Instrução 1: Reproduza sem nenhuma alteração as linhas da listagem que vão da linha que contém "Which region corresponds to the dirt" até o fim da listagem, incluindo as duas extremidades.

Trecho:
-- -- --
A referência à passagem para o metrô é uma alusão ao uso que a população do bairro dá a UERJ: o caminho mais curto para chegar à estação do Maracanã. Apesar dos muros, a UERJ é um dos poucos campi universitários do Rio que a população tem o hábito de entrar e frequentar, ainda que o uso mais recorrente seja como espaço de passagem. A diferença da universidade para as demais faculdades públicas da cidade não termina aí. Primeira a adotar a política de cotas, localizada na Zona Norte e com acesso pela linha 2 do metrô, é notório o perfil popular da universidade.
Para muitos, este talvez seja justamente um dos motivos do descaso do Estado com relação à ela. Num modelo de ensino pautado pela grana, a UERJ é vista como um investimento caro, e, ultimamente, foi progressivamente sendo deixada de lado. Há mais de um ano sem custeio por parte do governo, a universidade vive na insegurança em relação ao pagamento dos terceirizados, que prestam serviço de limpeza, segurança e manutenção, essenciais para o funcionamento da mesma.
Em 2016, mais de 500 terceirizados foram demitidos depois de sete meses sem receber salários. Além disso, desde novembro os servidores estão recebendo seus salários com bastante atraso, parcelados e sem calendário fixo. No momento, os trabalhadores acabaram de receber os salários de dezembro e, às vésperas do Carnaval, ainda não há data estipulada para o pagamento para janeiro e nem para o décimo terceiro. Vale lembrar que a UERJ não faz parte da Secretaria de Educação, mas da Secretaria de Ciência e Tecnologia, por isso, não vem recebendo seus pagamentos com o restante dos servidores que compõem a SEEDUC - assim como os da segurança. As bolsas de estudantes também não estão sendo pagas, ameaçando a permanência de alunos cotistas na universidade pública e, assim, impedindo o acesso desses à educação pública, gratuita, de qualidade e socialmente referenciada.
-- -- --
Instrução 2: De acordo com o trecho, a qual secretaria a UERJ está vinculada?

Entradas de anotação de coordenadas:
-- -- --
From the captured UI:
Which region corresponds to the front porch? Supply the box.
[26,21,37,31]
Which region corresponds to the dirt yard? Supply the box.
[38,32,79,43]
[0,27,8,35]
-- -- --
Resposta desenvolvida 1:
Which region corresponds to the dirt yard? Supply the box.
[38,32,79,43]
[0,27,8,35]

Resposta desenvolvida 2: À Secretaria de Ciência e Tecnologia.